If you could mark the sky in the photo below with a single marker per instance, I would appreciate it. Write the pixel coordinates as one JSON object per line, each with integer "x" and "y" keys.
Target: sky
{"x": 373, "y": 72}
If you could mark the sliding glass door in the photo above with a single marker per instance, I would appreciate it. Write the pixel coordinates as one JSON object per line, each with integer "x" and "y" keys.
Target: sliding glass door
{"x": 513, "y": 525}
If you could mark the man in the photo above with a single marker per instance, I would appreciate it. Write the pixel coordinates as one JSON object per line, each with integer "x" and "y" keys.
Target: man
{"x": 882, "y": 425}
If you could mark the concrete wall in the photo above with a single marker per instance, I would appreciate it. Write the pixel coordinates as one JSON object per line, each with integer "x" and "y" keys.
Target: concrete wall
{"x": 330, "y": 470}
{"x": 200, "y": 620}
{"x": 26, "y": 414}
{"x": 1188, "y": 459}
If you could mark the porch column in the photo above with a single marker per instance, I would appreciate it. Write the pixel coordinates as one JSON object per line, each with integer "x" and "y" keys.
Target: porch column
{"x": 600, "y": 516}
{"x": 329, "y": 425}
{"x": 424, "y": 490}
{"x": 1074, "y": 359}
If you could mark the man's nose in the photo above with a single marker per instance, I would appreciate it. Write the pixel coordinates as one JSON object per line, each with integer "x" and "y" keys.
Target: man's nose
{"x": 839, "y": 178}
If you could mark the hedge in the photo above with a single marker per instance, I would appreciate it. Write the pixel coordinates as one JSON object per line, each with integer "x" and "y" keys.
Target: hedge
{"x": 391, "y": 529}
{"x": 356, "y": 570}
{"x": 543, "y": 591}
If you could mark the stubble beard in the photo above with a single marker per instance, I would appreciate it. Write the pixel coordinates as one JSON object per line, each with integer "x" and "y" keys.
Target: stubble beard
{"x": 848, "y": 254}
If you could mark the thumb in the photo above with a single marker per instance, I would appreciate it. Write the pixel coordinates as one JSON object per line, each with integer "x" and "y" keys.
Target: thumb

○ ○ ○ ○

The answer must be every line of the records above that holds the word "integer".

If you could mark the sky in the photo below with a single marker per instance, I would appreciate it. Write the pixel coordinates as one JSON object per line, each with integer "x" and "y" keys.
If you could mark the sliding glass door in the photo above with a single marker per instance, I would appreciate it. Write the pixel coordinates as one JSON object per line, each with integer "x" and "y" keys.
If you could mark the man in the photo above with a single marker per instance, I would appreciate it. Write the pixel coordinates as one JSON object per line, each with integer "x" and "y" keys.
If you could mark the concrete wall in the photo above with a single marker per instance, I would appreciate it. Write the pixel coordinates as one JSON object per line, each with integer "x" and "y" keys.
If you could mark the porch column in the photo above with a single marker per instance, I would appreciate it. Write the pixel coordinates as one JSON object per line, each with integer "x" and "y" keys.
If you could mark the man's nose in the photo above with a single marker per instance, I would appreciate it. Write the pixel coordinates as one JSON object per line, each with integer "x" and "y" keys.
If you could mark the hedge in the photo above with a single marker per instance, I would appreciate it. Write the pixel coordinates as one JSON object per line, each with integer "x" and "y" keys.
If you could mark the stubble beard in the photo above with a single marker per instance, I would appreciate it. Write the pixel coordinates as one JSON object per line, each with integer "x" and "y" keys.
If you could mark the thumb in the photo above with a single marker per instance, I would appreciate it. Write the pixel coordinates as one JSON object per line, each with integer "x" and "y" keys.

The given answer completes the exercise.